[TASK REQUIREMENTS]:
If a line in the listing carries the word "woman", return a copy of that line.
[EXTRACTED RECORDS]
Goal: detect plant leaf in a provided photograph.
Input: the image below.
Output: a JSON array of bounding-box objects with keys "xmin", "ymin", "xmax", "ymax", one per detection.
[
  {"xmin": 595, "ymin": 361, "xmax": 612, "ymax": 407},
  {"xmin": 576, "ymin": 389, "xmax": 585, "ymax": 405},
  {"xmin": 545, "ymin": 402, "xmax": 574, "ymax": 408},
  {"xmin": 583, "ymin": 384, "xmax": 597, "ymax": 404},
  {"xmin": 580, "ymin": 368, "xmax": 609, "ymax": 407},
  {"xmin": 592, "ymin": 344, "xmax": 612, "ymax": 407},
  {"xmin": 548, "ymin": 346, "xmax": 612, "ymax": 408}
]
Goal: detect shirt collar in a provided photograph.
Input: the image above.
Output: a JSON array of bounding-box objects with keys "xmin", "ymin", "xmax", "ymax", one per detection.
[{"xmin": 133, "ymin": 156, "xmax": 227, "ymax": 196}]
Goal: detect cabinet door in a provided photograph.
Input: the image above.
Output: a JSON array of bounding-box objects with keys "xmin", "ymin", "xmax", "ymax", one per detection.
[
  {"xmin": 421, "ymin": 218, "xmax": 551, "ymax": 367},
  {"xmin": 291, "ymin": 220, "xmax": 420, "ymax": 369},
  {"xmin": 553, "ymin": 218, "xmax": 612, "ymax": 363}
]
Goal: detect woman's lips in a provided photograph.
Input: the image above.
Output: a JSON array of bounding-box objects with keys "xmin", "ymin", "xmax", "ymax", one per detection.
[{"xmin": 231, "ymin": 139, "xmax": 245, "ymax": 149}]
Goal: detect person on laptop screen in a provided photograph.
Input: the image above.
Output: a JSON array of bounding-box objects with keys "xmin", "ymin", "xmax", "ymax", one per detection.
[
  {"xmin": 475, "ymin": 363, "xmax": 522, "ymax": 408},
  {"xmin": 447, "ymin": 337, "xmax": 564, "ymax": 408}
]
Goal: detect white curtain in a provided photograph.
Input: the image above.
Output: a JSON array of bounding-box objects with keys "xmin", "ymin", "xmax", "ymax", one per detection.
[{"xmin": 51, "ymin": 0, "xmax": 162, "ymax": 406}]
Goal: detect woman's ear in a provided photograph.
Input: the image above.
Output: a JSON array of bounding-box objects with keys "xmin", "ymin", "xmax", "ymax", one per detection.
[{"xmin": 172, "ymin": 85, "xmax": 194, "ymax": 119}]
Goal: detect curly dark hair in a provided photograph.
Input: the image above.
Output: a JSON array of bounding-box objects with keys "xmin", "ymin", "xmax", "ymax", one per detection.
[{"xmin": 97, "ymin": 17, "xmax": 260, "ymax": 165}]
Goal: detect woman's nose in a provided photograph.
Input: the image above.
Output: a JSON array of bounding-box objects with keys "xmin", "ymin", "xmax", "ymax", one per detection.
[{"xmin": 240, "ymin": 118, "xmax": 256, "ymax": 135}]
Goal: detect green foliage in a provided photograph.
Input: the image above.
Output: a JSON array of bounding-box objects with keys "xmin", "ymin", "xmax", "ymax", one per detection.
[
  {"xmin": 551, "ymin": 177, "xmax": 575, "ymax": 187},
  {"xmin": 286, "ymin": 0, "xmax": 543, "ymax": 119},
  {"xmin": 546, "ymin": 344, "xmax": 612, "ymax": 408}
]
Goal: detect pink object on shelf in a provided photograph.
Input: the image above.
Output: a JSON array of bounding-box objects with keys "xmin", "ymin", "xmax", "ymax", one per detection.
[/EXTRACTED RECORDS]
[EXERCISE RESPONSE]:
Goal: detect woman's lips in a provided photograph.
Goal: detect woman's ear in a provided photograph.
Goal: detect woman's nose in a provided photograph.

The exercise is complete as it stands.